[Begin]

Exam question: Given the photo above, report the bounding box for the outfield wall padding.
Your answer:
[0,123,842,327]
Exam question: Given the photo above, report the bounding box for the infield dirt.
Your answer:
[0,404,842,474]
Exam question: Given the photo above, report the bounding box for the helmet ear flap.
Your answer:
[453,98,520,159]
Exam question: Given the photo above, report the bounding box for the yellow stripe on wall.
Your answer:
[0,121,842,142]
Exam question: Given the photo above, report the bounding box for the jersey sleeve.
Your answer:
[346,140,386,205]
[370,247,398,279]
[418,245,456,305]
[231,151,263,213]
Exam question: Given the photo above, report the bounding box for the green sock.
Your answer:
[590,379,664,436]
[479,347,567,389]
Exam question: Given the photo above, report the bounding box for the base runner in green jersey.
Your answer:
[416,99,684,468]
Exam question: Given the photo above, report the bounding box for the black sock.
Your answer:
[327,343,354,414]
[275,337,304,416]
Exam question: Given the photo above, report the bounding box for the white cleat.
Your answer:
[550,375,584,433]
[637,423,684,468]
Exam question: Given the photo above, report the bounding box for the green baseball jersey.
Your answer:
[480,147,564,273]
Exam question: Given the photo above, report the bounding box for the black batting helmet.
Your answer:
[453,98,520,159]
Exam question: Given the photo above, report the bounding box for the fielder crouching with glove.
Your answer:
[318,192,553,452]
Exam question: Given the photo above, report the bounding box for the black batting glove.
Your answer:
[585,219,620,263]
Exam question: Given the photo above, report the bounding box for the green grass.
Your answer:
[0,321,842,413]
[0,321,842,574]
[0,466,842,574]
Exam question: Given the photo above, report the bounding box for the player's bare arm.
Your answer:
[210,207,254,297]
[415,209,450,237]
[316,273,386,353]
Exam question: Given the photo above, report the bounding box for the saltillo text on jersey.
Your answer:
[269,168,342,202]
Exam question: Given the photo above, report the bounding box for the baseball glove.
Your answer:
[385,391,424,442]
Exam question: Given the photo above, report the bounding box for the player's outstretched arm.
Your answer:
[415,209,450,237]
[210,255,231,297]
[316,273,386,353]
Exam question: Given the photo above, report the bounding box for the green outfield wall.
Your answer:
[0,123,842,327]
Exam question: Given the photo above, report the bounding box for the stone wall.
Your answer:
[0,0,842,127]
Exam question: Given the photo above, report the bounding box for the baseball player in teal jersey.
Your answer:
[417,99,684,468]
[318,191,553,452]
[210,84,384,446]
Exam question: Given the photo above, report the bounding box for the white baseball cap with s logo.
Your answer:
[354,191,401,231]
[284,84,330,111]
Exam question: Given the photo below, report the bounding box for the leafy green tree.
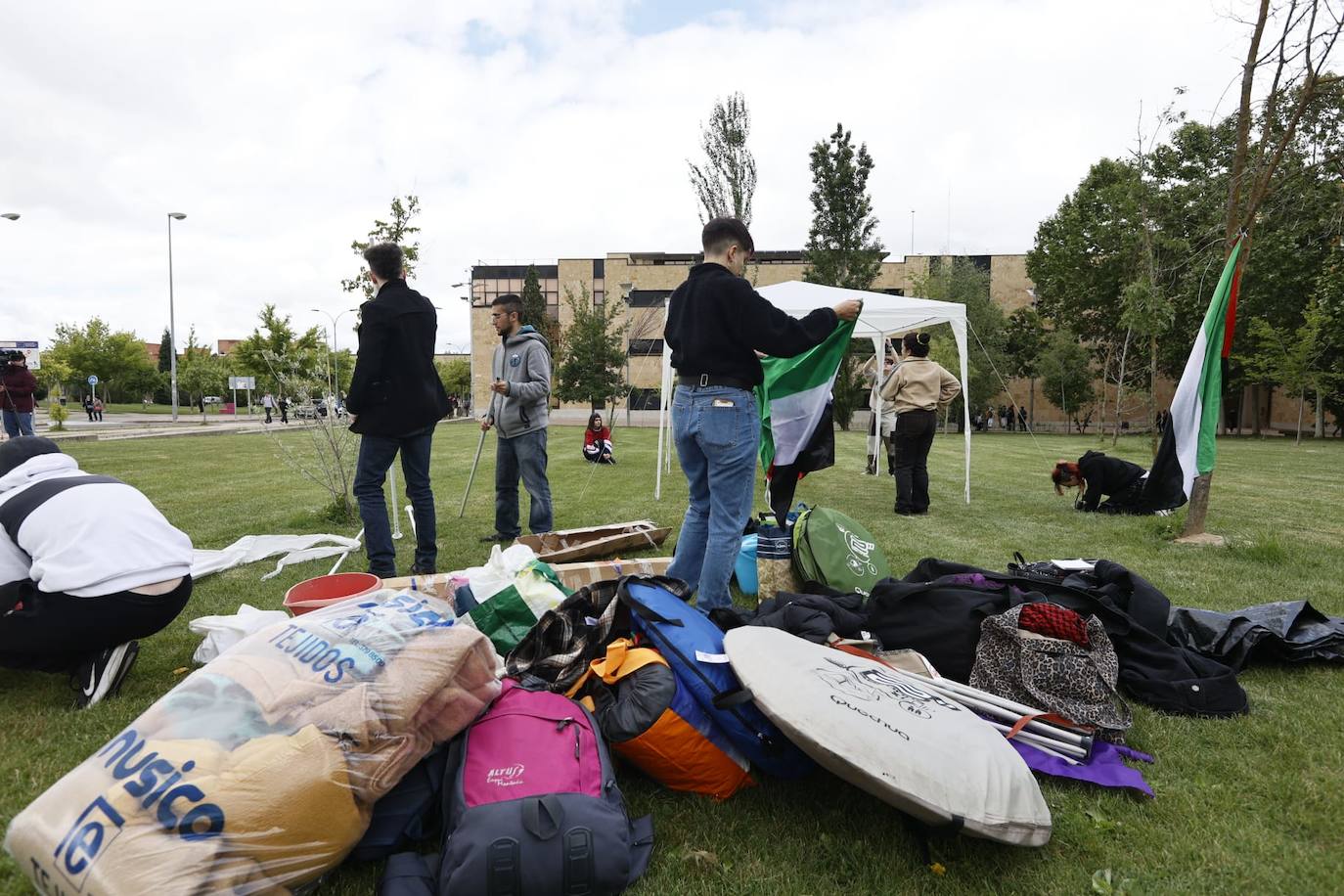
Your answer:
[802,123,885,429]
[555,284,628,406]
[1040,331,1097,432]
[520,265,550,334]
[802,125,885,289]
[44,317,158,402]
[434,357,471,395]
[686,93,755,227]
[1005,305,1047,421]
[231,302,325,393]
[340,197,420,298]
[155,327,173,404]
[177,327,229,426]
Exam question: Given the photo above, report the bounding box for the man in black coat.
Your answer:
[345,244,448,579]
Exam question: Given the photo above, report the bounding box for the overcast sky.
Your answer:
[0,0,1246,357]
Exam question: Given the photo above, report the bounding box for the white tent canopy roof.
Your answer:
[757,280,966,338]
[654,280,970,503]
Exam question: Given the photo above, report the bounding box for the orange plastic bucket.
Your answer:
[285,572,383,616]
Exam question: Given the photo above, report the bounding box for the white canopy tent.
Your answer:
[653,281,970,504]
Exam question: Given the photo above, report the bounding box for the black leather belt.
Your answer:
[676,374,755,392]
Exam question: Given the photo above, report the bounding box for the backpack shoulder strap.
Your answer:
[0,475,125,559]
[378,853,438,896]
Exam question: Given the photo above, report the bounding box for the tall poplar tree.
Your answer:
[686,93,755,227]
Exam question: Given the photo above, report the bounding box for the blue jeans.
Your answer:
[4,408,32,439]
[355,424,438,579]
[495,429,553,539]
[668,385,761,611]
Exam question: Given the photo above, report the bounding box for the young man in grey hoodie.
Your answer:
[481,294,551,543]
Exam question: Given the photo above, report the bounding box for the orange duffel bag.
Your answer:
[568,638,754,799]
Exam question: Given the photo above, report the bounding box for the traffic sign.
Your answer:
[0,338,42,371]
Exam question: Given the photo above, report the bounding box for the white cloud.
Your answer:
[0,0,1243,357]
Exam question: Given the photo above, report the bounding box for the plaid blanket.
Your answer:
[504,576,691,694]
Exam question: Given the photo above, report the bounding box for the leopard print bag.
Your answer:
[970,604,1133,741]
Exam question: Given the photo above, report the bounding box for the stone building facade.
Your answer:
[470,251,1327,428]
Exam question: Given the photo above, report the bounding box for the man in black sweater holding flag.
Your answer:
[662,217,859,611]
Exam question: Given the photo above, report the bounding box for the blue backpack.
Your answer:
[619,575,816,778]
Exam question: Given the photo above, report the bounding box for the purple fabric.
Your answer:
[1008,738,1153,796]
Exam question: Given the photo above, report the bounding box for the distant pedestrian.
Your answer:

[End]

• _PROMPT_:
Rewrite all the rows above with "Your answer" replaced by "Response" wherever it appears, leaving everything else unchanged. Leave the pictures out of your output.

• _OUTPUT OF THE TASK_:
Exam question: Given the photo above, report the bounding box for the outfield wall padding.
Response:
[0,123,842,327]
Exam question: Given the photo above, report the bounding box for the infield dirt.
Response:
[0,404,842,474]
Exam question: Given the photo above, report the bounding box for the helmet ear flap.
Response:
[453,98,520,159]
Exam question: Given the photo above, report the bounding box for the yellow stripe on wall.
Response:
[0,121,842,142]
Exam question: Given the photo above, report the bounding box for the jersey sleeve.
Response:
[346,140,386,205]
[370,247,398,279]
[418,245,456,305]
[231,151,263,213]
Exam question: Given the photo above, report the bounding box for the green sock.
Response:
[590,379,664,436]
[479,347,567,389]
Exam question: Given the photo above, report the bounding box for the base runner in green jersey.
Response:
[416,99,684,468]
Exam question: Given the photo above, report the bounding box for the black sock.
Response:
[327,343,354,414]
[275,337,304,416]
Exam question: Given the photo above, report the bounding box for the white cleat.
Response:
[550,375,584,433]
[637,423,684,468]
Exam question: Given the photo above, report the bounding box for the green baseball jersey.
Response:
[480,147,564,273]
Exam question: Given the photo above, report the bounding box for the black batting helmet.
Response:
[453,98,520,159]
Exam question: Given the photo above, report the bounding box for the fielder crouching with glove.
Response:
[318,192,553,452]
Exam question: Given the photo above, report the bounding box for the black batting glove.
Response:
[585,219,620,263]
Exam question: Given the photo above, report the bounding box for the green grass.
Response:
[0,321,842,413]
[0,321,842,574]
[0,466,842,574]
Exam question: Given the photo above, report the bounding box for the player's bare arm.
Response:
[210,207,254,297]
[415,209,450,237]
[316,273,386,353]
Exam question: Given the photo above, report the bounding box for the saltillo text on jersey.
Response:
[269,168,342,202]
Exam question: Given the photo above, report the bounding box for the baseball glove.
Response:
[385,391,424,442]
Exam question: Given the photo above, report the bounding box for the player's outstretched arm.
Response:
[415,209,450,237]
[210,255,231,297]
[316,273,386,353]
Exam question: Given the photo above, report the bounding box for the green outfield wall.
Response:
[0,123,842,327]
Exam question: Given the photo above, report the bounding box for the stone wall.
Response:
[0,0,842,127]
Exam question: Given the photo above, report the bounding box for the baseball player in teal jersey.
Response:
[417,99,684,468]
[318,191,553,452]
[210,84,384,446]
Exam question: Given the photo above, report the bounding box for the white baseball cap with s logo.
Response:
[354,191,401,231]
[284,84,330,111]
Exam question: Given the photo below, report the bounding box for the leafy green tree.
Response:
[802,123,885,429]
[555,284,628,406]
[1040,331,1097,432]
[520,265,550,334]
[802,125,885,289]
[44,317,158,402]
[434,357,471,395]
[686,93,755,227]
[1005,305,1047,421]
[231,302,325,393]
[340,197,420,298]
[155,327,173,404]
[177,327,229,426]
Exam question: Given the photo above, report the bounding box for the man in black coat.
Response:
[345,244,448,579]
Exam question: Given the photo above, report the bounding box for the overcast sky.
Response:
[0,0,1246,357]
Exam question: Given the photo above, report the bounding box for the white tent canopy roof.
Response:
[757,280,966,338]
[654,280,970,503]
Exam question: Given the photo above, report the bounding box for the orange plastic bucket.
Response:
[285,572,383,616]
Exam question: Given the photo above, report the bounding box for the white canopy tent.
Response:
[653,281,970,504]
Exam question: Given the photo above, report the bounding box for the black leather belt.
Response:
[676,374,755,392]
Exam question: Given the photo above, report the bounding box for the backpack shoulder strap.
Response:
[0,475,125,559]
[378,853,438,896]
Exam question: Given the photo above, report the bounding box for the tall poplar tree.
Response:
[686,93,755,227]
Exam question: Given the photo above, report the bounding box for the blue jeans.
Response:
[4,408,32,439]
[355,424,438,579]
[495,429,553,539]
[668,385,761,611]
Exam question: Given the photo above, report the bounding box for the young man in grey hoodie.
Response:
[481,294,551,543]
Exam question: Given the photo above, report the bounding box for the orange duffel bag.
Response:
[568,638,754,799]
Exam question: Given the photo above, report the bounding box for the traffic sign.
Response:
[0,338,42,371]
Exam question: Given the photo above, report the bounding box for the white cloud.
Response:
[0,0,1243,357]
Exam question: Given the photo above, report the bounding box for the plaid blanket.
Response:
[504,576,691,694]
Exam question: Given the photo above, report the bounding box for the leopard print bag.
Response:
[970,604,1133,741]
Exam question: Given the photo above, report the bounding box for the stone building facade.
Response:
[470,251,1327,428]
Exam question: Given the photo above, report the bounding box for the man in black sweater holding flag.
Response:
[662,217,859,611]
Exam question: Given the photo above, report the bounding box for the blue backpack.
Response:
[619,575,816,778]
Exam question: Given the photo above, report the bounding box for the purple fabric.
Response:
[1008,738,1153,796]
Exam question: Given the photo above, report the bounding box for the distant pedestrian.
Response:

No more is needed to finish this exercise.